Excerpted text
In his Reply Brief, Asato argued that "injunctive relief is an appropriate and necessary remedy to stop a government agency's statutory violation, " and that "[n]o Hawai'i court has said an injunction is unnecessary to restrain a violation of a statute." Additionally, according to Asato, he had standing as a taxpayer to challenge the individual contracts issued under HAR § 3-122-66, in addition to his challenge based on HRS § 91-7. Also, Asato contended that the Board failed to raise the issue of absent indispensable parties before the court and that "the identification and disposition of affected government contracts could take place on remand or in a separate proceeding[.]" (Citing Haiku Plantations Ass'n v. Lono, 56 Haw. 96, 103, 529 P.2d 1, 6 (1974).) Finally, Asato maintained that the Board's indispensable parties argument also fails because "illegal, and hence, void, contracts are not enforceable against the government agency where the agency violated the procurement law or a public policy."
Asato is entitled to standing in this case pursuant to HRS § 91-7. See Life of the Land, 63 Haw. at 176, 623 P.2d at 441. As related, Asato's action was brought pursuant to HRS § 91-7, which allows "[a]ny interested person" to obtain "a judicial declaration as to the validity of an agency rule." The court determined that Asato had standing under HRS § 91-7. The analysis as to HRS § 91-7 in this opinion differs from that of the court, in that Asato is not required to satisfy the three-part injury in fact test in order to obtain standing as an "interested person".
This court has considered what is required to become "[a]ny interested person" under HRS § 91-7 in two prior cases. In Life of the Land, the plaintiffs challenged the legality of procedures followed by the Land Use Commission in boundary review. Id. at 177, 623 P.2d at 441. The Land Use Commission asserted that the plaintiffs had not demonstrated standing to seek judicial relief. Id. at 171, 623 P.2d at 437-38.

Task objective
Summarize the Asato opinion excerpt above in two sentences.

Records shown
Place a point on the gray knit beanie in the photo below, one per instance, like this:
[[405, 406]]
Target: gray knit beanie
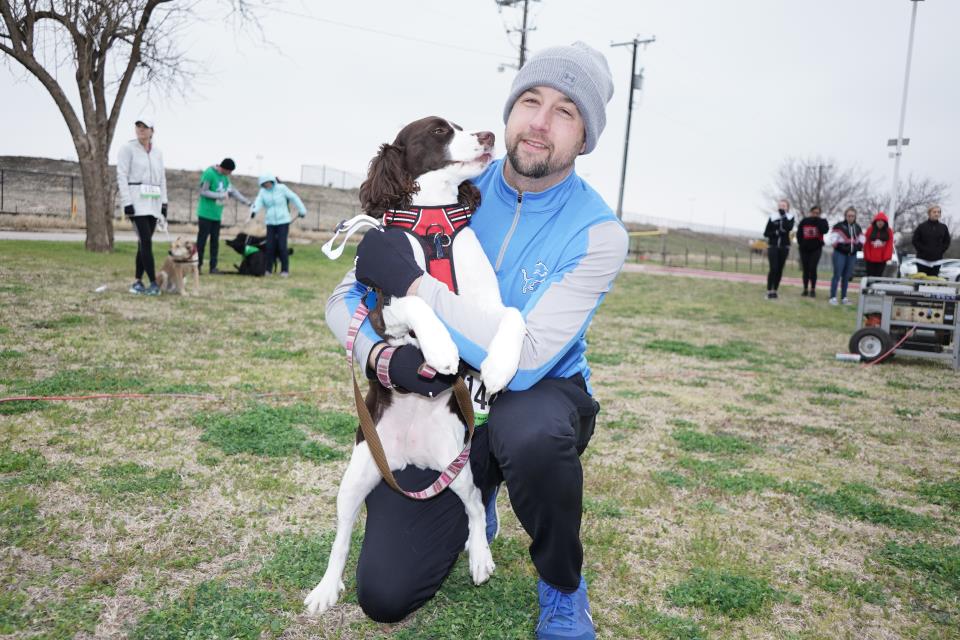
[[578, 71]]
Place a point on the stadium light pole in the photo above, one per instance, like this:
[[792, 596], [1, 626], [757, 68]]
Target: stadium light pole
[[900, 142], [636, 82]]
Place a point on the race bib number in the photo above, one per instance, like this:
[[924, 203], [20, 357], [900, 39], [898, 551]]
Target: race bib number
[[478, 394], [149, 191]]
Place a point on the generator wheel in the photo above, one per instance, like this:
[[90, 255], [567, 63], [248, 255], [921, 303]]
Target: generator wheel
[[870, 343]]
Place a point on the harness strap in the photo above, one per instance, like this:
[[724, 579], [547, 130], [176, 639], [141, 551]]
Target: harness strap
[[435, 228], [368, 429]]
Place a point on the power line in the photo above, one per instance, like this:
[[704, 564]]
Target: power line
[[523, 29], [388, 34], [636, 83]]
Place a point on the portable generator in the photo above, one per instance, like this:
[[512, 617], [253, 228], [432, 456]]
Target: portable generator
[[908, 317]]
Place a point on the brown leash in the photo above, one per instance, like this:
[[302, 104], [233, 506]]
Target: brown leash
[[369, 430]]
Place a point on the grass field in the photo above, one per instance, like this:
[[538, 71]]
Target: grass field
[[741, 482]]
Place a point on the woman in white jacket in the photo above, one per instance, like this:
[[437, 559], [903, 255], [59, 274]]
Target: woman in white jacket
[[142, 185]]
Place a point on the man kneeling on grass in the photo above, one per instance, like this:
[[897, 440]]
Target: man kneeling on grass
[[557, 249]]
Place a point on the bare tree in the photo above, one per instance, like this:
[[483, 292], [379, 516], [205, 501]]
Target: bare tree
[[914, 197], [818, 181], [109, 44]]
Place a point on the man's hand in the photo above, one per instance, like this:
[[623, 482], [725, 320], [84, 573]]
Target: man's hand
[[403, 372], [385, 261]]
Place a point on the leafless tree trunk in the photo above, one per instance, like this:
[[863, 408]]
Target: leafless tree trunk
[[110, 43], [818, 181]]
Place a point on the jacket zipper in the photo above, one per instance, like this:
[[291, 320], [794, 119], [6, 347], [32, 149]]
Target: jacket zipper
[[513, 227]]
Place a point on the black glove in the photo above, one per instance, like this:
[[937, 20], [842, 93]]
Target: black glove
[[385, 261], [404, 367]]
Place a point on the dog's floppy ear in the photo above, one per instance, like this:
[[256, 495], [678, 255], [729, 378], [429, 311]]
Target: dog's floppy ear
[[387, 185], [468, 194]]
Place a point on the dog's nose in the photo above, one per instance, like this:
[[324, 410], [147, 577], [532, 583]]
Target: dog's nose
[[486, 138]]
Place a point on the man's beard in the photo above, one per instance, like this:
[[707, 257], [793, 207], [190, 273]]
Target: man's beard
[[536, 169]]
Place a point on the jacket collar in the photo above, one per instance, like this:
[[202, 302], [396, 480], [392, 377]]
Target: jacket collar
[[548, 201]]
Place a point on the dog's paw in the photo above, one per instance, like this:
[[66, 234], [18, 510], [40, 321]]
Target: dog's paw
[[440, 352], [496, 373], [503, 356], [481, 563], [323, 596]]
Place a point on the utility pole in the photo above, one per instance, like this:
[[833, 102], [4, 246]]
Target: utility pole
[[900, 142], [523, 30], [636, 83]]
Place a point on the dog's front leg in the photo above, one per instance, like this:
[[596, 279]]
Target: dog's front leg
[[478, 550], [411, 314], [358, 480]]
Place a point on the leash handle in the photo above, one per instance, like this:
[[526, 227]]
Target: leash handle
[[368, 429], [348, 228]]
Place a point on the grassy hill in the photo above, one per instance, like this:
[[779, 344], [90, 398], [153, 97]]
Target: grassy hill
[[47, 187]]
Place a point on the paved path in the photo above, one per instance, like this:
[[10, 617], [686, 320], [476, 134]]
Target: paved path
[[632, 267], [62, 236], [728, 276]]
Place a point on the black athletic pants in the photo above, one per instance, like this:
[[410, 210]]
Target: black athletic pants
[[875, 269], [145, 226], [532, 441], [211, 229], [809, 259], [277, 246], [778, 258]]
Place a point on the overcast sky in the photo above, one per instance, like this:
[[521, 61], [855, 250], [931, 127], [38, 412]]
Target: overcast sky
[[731, 88]]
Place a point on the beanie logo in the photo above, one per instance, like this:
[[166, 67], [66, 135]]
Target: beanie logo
[[532, 281]]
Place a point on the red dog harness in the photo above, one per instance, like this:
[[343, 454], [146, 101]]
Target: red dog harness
[[434, 228]]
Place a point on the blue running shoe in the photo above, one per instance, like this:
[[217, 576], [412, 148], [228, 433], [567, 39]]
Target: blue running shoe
[[493, 517], [564, 616]]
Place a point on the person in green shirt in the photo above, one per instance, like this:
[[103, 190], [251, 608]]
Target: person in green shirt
[[215, 188]]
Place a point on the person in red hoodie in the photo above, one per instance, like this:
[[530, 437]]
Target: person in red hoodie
[[878, 247]]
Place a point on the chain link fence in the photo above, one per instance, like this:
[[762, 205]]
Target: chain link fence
[[60, 195]]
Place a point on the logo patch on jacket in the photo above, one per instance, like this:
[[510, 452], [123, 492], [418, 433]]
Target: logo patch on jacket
[[532, 280]]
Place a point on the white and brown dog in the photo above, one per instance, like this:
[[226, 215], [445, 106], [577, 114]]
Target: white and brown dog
[[427, 165], [181, 261]]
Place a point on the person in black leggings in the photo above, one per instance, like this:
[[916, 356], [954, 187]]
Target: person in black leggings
[[777, 233], [810, 234], [142, 186]]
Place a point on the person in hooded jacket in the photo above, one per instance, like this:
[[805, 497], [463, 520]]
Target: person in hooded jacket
[[810, 233], [777, 233], [878, 245], [142, 187], [931, 240], [846, 238], [275, 198]]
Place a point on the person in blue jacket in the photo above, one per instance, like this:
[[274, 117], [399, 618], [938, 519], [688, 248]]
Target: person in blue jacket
[[556, 247], [275, 198]]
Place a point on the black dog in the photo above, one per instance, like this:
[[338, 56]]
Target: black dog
[[253, 250]]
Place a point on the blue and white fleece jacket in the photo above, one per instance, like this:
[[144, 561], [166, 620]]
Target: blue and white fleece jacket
[[556, 254]]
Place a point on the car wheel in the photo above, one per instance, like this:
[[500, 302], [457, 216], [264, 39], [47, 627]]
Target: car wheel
[[870, 343]]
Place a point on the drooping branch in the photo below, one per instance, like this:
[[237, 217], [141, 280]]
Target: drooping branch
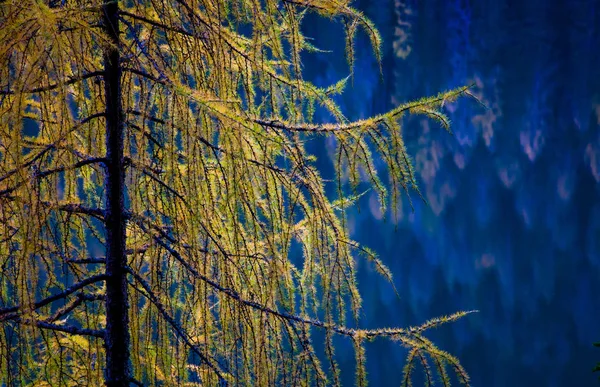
[[377, 120], [80, 299], [76, 208], [72, 330], [53, 86], [178, 329], [11, 313], [79, 164]]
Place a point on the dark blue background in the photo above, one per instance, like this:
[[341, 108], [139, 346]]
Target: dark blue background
[[512, 224]]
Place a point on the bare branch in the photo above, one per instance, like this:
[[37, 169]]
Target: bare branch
[[53, 86], [81, 298], [78, 164], [76, 208], [62, 328], [179, 331], [12, 313]]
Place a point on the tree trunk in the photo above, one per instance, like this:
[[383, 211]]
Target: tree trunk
[[116, 341]]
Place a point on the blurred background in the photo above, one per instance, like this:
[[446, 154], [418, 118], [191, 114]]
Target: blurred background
[[512, 223]]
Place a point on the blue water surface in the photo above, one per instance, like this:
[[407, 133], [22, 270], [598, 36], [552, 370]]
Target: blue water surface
[[511, 227]]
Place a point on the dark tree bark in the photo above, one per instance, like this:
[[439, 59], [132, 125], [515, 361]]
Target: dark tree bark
[[116, 339]]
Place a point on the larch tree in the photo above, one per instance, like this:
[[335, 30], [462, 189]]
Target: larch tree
[[154, 186]]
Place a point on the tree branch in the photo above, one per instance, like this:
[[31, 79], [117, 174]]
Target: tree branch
[[78, 164], [81, 298], [70, 81], [12, 313], [62, 328], [76, 208], [179, 331]]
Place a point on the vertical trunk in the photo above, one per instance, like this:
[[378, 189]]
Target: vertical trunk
[[116, 341]]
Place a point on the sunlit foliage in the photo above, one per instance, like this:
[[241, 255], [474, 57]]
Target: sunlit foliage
[[221, 195]]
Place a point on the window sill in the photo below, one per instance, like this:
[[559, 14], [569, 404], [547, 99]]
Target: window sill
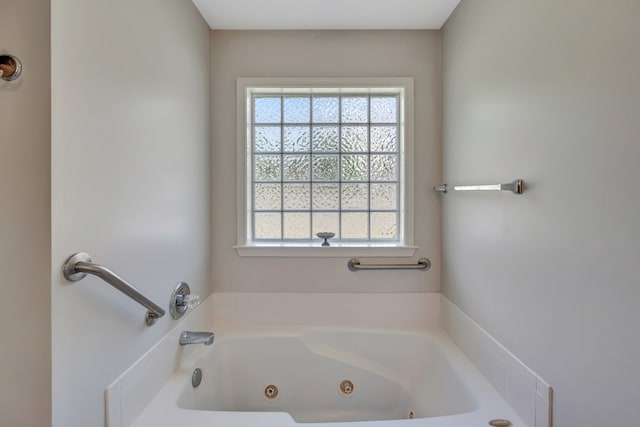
[[314, 250]]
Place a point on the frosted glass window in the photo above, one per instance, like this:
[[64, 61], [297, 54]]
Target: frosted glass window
[[326, 162]]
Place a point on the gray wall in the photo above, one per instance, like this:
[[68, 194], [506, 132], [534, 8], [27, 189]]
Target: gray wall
[[549, 92], [25, 243], [131, 182], [323, 54]]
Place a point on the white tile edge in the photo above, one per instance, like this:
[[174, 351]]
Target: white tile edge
[[541, 404]]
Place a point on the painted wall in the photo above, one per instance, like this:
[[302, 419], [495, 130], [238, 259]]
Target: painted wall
[[131, 182], [549, 92], [323, 54], [25, 243]]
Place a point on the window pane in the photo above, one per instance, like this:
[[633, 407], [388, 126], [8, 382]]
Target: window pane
[[355, 196], [355, 138], [384, 168], [297, 225], [267, 225], [325, 110], [384, 225], [267, 196], [326, 138], [384, 109], [354, 168], [296, 138], [297, 110], [325, 197], [355, 110], [267, 168], [267, 109], [326, 222], [296, 167], [266, 139], [325, 167], [297, 196], [355, 225], [384, 139], [384, 196]]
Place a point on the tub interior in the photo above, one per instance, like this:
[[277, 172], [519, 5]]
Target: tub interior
[[394, 376]]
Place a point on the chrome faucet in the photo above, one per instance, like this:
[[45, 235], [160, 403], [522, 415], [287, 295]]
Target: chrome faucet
[[188, 337]]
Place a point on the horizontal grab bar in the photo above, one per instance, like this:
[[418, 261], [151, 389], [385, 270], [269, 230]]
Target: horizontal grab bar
[[423, 264], [516, 187], [77, 266]]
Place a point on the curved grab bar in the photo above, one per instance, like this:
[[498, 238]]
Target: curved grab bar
[[423, 264], [77, 266]]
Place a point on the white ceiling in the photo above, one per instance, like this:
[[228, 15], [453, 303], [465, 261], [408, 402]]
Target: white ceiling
[[325, 14]]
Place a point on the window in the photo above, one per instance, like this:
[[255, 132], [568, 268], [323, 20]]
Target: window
[[324, 158]]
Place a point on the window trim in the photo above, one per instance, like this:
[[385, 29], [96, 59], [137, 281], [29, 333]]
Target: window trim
[[281, 86]]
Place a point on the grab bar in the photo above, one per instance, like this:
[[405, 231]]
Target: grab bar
[[423, 264], [77, 266], [516, 187]]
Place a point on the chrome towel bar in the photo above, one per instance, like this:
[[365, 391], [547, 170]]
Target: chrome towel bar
[[77, 266], [516, 187], [423, 264]]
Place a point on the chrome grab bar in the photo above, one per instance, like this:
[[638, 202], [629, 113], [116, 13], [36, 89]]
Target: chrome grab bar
[[423, 264], [516, 187], [77, 266]]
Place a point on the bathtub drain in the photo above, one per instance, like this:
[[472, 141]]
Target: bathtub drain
[[346, 387], [271, 392]]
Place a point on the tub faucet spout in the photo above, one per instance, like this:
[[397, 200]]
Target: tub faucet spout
[[188, 337]]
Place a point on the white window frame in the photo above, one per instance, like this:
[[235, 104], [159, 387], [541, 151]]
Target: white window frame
[[404, 247]]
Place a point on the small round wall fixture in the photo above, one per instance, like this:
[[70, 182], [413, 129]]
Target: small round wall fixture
[[10, 67], [181, 300]]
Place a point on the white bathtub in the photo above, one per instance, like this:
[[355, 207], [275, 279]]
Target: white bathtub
[[396, 375]]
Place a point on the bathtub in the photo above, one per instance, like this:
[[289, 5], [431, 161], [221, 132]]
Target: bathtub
[[287, 375]]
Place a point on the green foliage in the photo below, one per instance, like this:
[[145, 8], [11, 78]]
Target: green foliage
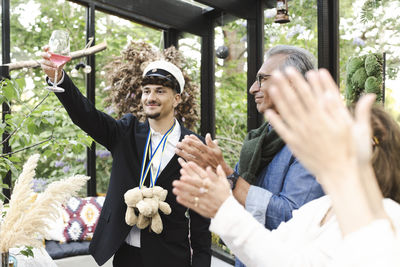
[[368, 8], [27, 251], [359, 77], [354, 64], [372, 85], [367, 77], [372, 66]]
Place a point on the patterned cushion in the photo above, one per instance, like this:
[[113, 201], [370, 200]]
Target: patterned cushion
[[82, 216]]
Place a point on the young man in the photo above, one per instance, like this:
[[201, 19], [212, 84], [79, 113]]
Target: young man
[[269, 182], [185, 240]]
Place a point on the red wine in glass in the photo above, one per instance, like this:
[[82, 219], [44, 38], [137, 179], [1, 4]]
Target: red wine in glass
[[59, 54]]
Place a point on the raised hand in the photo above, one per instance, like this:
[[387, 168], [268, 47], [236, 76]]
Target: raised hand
[[49, 67], [209, 155], [201, 190]]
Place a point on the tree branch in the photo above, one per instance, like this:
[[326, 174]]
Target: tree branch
[[27, 116], [27, 147], [76, 54]]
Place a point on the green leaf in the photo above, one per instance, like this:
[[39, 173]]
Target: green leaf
[[5, 186]]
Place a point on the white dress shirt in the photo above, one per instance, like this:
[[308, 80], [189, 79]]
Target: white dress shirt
[[133, 237]]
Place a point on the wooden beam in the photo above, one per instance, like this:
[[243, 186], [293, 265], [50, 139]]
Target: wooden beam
[[4, 73], [255, 58], [239, 8], [207, 77], [91, 96], [161, 14], [328, 37]]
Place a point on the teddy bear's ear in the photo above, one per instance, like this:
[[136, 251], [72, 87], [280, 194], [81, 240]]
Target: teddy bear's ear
[[133, 196], [147, 192], [143, 221], [164, 207], [156, 224]]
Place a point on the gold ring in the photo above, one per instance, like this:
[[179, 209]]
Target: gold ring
[[203, 190]]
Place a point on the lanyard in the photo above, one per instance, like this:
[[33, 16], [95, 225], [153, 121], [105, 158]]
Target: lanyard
[[145, 168]]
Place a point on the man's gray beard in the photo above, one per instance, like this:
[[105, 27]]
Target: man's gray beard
[[153, 116]]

Final answer
In his Reply Brief, Asato argued that an injunction is an appropriate and necessary remedy to stop an agency's violation of a statute, that he had taxpayer standing to challenge contracts issued under HAR § 3-122-66, and that the Board's argument about absent indispensable parties fails. The opinion holds that Asato has standing as "[a]ny interested person" under HRS § 91-7 without having to meet the three-part injury in fact test, and it notes that the court has considered that phrase in two prior cases, including Life of the Land.